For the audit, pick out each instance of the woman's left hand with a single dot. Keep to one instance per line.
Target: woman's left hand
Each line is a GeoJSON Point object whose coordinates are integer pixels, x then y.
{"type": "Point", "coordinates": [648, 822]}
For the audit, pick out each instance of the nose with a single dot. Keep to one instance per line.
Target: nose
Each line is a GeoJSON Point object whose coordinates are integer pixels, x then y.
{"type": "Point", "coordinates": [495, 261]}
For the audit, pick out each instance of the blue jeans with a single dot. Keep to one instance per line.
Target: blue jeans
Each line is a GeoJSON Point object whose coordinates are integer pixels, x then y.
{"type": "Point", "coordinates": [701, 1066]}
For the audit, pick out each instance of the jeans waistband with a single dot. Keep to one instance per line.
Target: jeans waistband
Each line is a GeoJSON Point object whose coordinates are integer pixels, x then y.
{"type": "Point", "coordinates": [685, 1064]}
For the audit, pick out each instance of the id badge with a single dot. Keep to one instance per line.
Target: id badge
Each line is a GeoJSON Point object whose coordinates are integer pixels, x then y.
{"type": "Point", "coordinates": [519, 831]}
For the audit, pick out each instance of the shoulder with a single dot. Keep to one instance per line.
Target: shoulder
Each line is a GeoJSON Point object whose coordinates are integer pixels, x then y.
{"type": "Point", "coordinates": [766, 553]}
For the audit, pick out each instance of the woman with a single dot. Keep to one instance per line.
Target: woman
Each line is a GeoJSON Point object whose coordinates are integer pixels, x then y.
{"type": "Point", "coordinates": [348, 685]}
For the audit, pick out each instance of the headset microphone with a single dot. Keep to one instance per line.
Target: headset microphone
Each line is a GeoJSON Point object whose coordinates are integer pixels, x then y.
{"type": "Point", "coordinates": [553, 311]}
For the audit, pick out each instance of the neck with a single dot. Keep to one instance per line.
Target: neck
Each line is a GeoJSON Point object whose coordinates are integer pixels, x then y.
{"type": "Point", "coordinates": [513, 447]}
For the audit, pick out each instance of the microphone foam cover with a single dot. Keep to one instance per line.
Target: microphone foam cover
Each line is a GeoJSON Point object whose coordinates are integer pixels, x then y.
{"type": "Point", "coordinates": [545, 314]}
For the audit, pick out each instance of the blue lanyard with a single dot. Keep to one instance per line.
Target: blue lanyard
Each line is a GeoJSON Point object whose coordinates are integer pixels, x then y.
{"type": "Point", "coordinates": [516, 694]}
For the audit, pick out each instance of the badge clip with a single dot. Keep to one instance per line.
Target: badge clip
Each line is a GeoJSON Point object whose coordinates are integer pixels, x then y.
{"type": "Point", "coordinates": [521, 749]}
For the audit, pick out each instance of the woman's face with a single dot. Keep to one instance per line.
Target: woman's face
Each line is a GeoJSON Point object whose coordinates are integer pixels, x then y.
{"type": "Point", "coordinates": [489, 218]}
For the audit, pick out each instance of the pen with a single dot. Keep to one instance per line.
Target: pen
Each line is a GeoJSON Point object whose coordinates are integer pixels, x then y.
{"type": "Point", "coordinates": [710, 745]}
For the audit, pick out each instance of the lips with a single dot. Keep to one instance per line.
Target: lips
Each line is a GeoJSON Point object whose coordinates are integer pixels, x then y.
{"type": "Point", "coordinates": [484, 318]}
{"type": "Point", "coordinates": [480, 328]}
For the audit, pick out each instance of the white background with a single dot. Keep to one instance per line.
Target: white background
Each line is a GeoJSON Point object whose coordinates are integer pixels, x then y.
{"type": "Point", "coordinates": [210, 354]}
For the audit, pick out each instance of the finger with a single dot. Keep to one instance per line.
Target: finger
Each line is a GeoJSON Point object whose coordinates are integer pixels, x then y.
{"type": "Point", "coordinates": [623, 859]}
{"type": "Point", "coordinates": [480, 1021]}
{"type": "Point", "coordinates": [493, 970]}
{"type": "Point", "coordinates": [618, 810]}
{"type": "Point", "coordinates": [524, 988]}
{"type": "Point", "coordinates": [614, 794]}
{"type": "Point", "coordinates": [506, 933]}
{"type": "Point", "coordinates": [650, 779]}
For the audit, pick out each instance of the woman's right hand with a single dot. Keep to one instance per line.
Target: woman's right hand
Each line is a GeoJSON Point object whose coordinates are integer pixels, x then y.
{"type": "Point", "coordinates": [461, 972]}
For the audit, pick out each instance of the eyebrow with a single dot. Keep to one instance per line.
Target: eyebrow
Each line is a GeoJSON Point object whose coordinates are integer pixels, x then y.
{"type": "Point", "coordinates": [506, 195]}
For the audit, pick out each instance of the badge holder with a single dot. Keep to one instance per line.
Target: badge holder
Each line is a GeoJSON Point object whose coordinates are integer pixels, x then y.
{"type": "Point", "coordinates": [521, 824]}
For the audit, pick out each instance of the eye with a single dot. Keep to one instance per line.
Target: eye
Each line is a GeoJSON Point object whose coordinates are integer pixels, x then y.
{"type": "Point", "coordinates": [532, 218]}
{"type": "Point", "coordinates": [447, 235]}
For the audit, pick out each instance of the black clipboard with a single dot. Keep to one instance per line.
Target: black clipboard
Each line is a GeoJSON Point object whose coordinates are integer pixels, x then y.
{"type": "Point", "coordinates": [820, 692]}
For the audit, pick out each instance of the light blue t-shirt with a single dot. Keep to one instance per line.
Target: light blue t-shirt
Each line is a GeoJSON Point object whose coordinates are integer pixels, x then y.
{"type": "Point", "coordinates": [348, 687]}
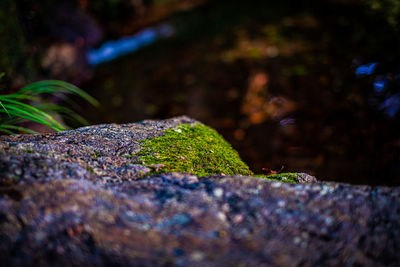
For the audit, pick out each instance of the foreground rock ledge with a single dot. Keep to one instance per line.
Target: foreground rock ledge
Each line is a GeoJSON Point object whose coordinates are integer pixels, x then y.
{"type": "Point", "coordinates": [60, 212]}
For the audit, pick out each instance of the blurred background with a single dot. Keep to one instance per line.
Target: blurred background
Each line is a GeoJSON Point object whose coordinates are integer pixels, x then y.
{"type": "Point", "coordinates": [312, 85]}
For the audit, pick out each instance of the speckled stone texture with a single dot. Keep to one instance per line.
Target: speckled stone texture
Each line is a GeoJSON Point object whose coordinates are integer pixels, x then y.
{"type": "Point", "coordinates": [67, 209]}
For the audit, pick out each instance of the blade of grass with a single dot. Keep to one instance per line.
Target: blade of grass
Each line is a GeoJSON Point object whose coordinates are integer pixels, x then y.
{"type": "Point", "coordinates": [49, 86]}
{"type": "Point", "coordinates": [34, 110]}
{"type": "Point", "coordinates": [32, 117]}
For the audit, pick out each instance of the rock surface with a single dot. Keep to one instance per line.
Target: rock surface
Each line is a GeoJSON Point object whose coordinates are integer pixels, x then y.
{"type": "Point", "coordinates": [70, 198]}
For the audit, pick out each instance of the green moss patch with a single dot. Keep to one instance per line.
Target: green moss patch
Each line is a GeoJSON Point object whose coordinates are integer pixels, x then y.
{"type": "Point", "coordinates": [288, 177]}
{"type": "Point", "coordinates": [196, 149]}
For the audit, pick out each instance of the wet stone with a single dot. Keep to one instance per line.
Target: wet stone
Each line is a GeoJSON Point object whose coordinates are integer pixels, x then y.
{"type": "Point", "coordinates": [81, 199]}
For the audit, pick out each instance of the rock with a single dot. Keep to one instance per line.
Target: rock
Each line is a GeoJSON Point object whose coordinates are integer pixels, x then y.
{"type": "Point", "coordinates": [55, 210]}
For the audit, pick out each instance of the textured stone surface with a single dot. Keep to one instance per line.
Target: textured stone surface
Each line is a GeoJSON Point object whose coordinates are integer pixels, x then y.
{"type": "Point", "coordinates": [63, 213]}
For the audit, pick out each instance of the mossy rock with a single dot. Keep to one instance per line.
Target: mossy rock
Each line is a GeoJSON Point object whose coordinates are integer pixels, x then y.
{"type": "Point", "coordinates": [196, 149]}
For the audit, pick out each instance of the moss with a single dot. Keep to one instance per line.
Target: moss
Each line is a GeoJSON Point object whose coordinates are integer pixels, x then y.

# PROBLEM STATEMENT
What are the lines above, starting at the one with "For the audit, pick out each instance of the shoulder" and ending at the one with "Target: neck"? Give them again exactly, and only them.

# ANSWER
For the audit, pick out each instance of the shoulder with a single dot. Keep to one instance per line.
Target: shoulder
Each line is a GeoJSON Point object whose coordinates are integer pixels, x then y.
{"type": "Point", "coordinates": [766, 553]}
For the audit, pick out each instance of the woman with a single dot. Keep to one instance per line.
Target: woman
Each line is a GeoJSON Point object whose coordinates are integer pixels, x then y.
{"type": "Point", "coordinates": [348, 685]}
For the audit, pick out each instance of the headset microphone with a single dot. Keep to one instance per line.
Target: headset microphone
Each line is a GeoJSON Point object whose coordinates are integer pixels, x then y.
{"type": "Point", "coordinates": [553, 311]}
For the audit, pick out each instance of the neck with a single dot. Keep to one instance per line.
Target: neck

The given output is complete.